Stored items
##########

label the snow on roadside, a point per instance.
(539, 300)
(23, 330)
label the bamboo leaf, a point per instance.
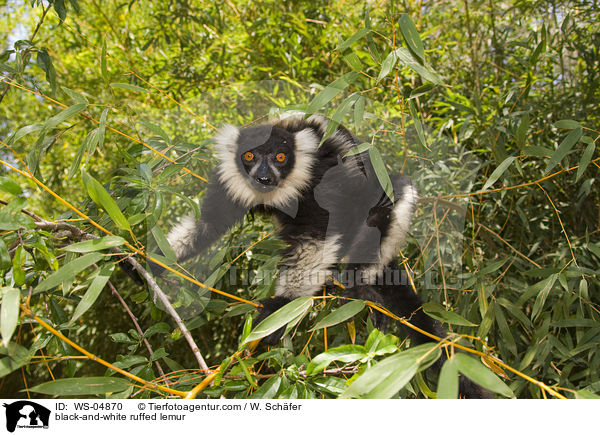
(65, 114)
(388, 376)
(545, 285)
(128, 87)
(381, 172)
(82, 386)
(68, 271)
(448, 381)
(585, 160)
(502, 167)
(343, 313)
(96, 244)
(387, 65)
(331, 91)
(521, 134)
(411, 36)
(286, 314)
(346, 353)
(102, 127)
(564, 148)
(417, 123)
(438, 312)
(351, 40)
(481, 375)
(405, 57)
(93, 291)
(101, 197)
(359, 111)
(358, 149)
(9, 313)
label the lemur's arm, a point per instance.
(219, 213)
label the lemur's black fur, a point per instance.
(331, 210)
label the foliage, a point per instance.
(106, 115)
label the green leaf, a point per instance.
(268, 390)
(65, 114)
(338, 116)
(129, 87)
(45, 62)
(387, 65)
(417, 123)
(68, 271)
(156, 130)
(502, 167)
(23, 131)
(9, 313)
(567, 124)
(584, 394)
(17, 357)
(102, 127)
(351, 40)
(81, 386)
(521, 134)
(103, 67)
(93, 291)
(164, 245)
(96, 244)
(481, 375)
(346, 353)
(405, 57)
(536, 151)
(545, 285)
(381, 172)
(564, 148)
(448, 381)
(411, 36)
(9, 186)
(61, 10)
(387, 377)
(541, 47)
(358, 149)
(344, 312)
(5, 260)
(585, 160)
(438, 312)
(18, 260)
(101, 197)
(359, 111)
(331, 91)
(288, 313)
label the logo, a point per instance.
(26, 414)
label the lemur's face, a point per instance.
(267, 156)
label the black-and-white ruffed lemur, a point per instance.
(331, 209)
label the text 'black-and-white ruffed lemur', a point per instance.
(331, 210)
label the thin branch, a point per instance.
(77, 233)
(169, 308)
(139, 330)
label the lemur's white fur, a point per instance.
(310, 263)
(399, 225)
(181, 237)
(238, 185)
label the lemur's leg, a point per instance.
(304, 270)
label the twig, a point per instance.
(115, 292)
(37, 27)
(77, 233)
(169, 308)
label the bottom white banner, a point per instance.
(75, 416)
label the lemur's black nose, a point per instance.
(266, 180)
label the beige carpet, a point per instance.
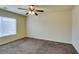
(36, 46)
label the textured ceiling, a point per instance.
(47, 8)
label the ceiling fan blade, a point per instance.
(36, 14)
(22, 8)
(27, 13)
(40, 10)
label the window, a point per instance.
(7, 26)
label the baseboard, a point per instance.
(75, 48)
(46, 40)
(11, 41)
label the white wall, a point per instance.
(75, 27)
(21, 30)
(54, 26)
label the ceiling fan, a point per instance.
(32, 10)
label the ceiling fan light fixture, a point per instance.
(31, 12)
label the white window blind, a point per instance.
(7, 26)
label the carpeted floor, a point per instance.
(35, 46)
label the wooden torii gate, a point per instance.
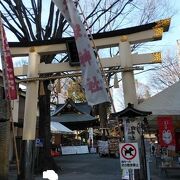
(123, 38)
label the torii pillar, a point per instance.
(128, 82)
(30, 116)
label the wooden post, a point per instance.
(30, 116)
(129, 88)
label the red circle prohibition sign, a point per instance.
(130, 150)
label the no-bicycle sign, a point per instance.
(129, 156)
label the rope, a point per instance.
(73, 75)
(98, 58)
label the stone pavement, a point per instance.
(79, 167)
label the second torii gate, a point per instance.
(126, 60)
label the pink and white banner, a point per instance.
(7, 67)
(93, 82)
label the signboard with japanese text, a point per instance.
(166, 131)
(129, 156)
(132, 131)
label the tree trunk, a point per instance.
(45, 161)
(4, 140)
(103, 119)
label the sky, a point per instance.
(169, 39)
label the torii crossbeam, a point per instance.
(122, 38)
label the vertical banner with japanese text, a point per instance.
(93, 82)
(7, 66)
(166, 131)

##########

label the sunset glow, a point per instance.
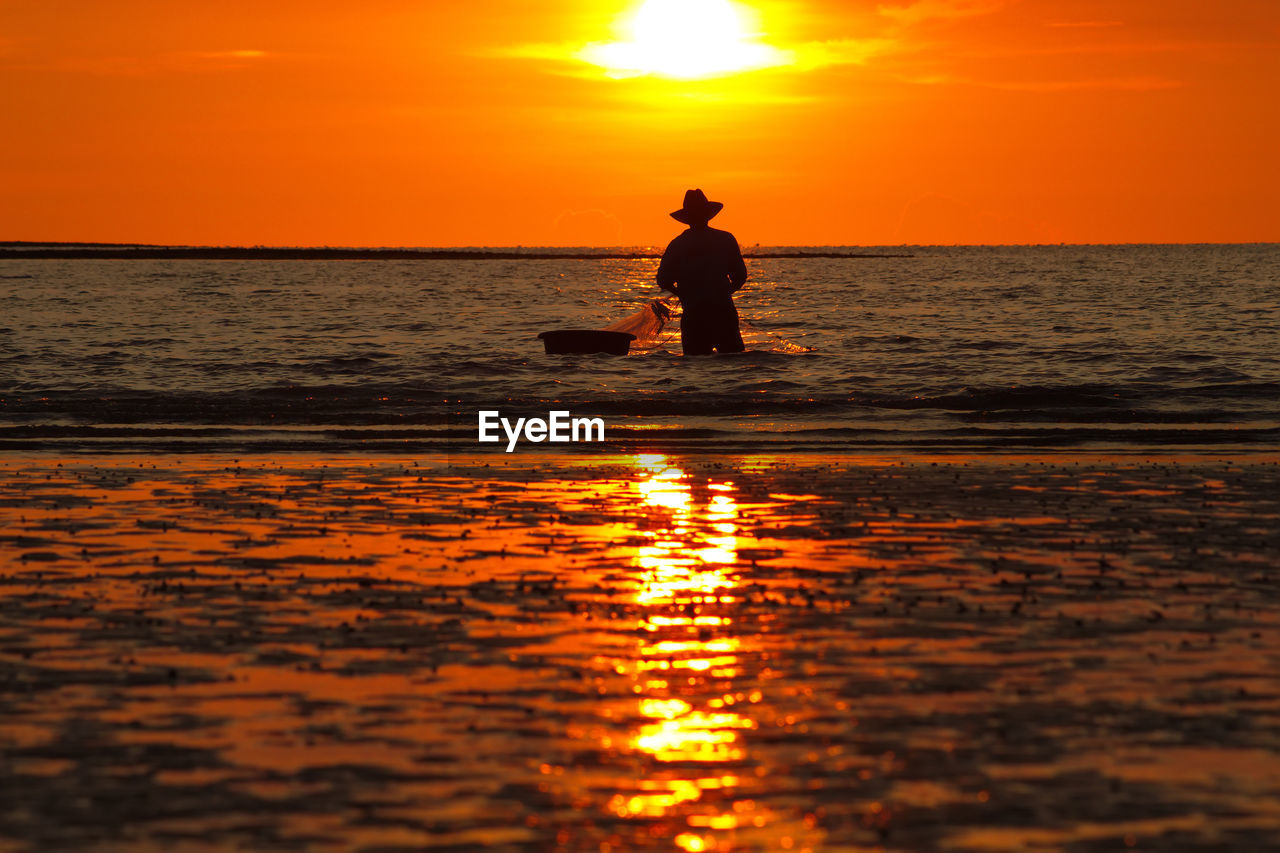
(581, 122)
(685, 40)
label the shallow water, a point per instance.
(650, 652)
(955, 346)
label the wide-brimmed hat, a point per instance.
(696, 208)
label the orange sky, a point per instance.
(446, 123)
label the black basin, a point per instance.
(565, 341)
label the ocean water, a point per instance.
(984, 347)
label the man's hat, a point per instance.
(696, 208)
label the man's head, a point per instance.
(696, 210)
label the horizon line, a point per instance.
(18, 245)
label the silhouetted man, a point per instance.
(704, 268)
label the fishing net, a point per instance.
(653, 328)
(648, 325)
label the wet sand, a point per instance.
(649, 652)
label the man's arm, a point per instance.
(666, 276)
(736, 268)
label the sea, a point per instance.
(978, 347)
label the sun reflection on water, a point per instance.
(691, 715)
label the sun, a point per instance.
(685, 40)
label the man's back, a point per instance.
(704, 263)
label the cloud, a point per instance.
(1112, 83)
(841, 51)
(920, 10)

##########

| Short exercise |
Count the lines of the listing that contain the string "gate", treating case as significant, and give only the number.

| Problem solution |
2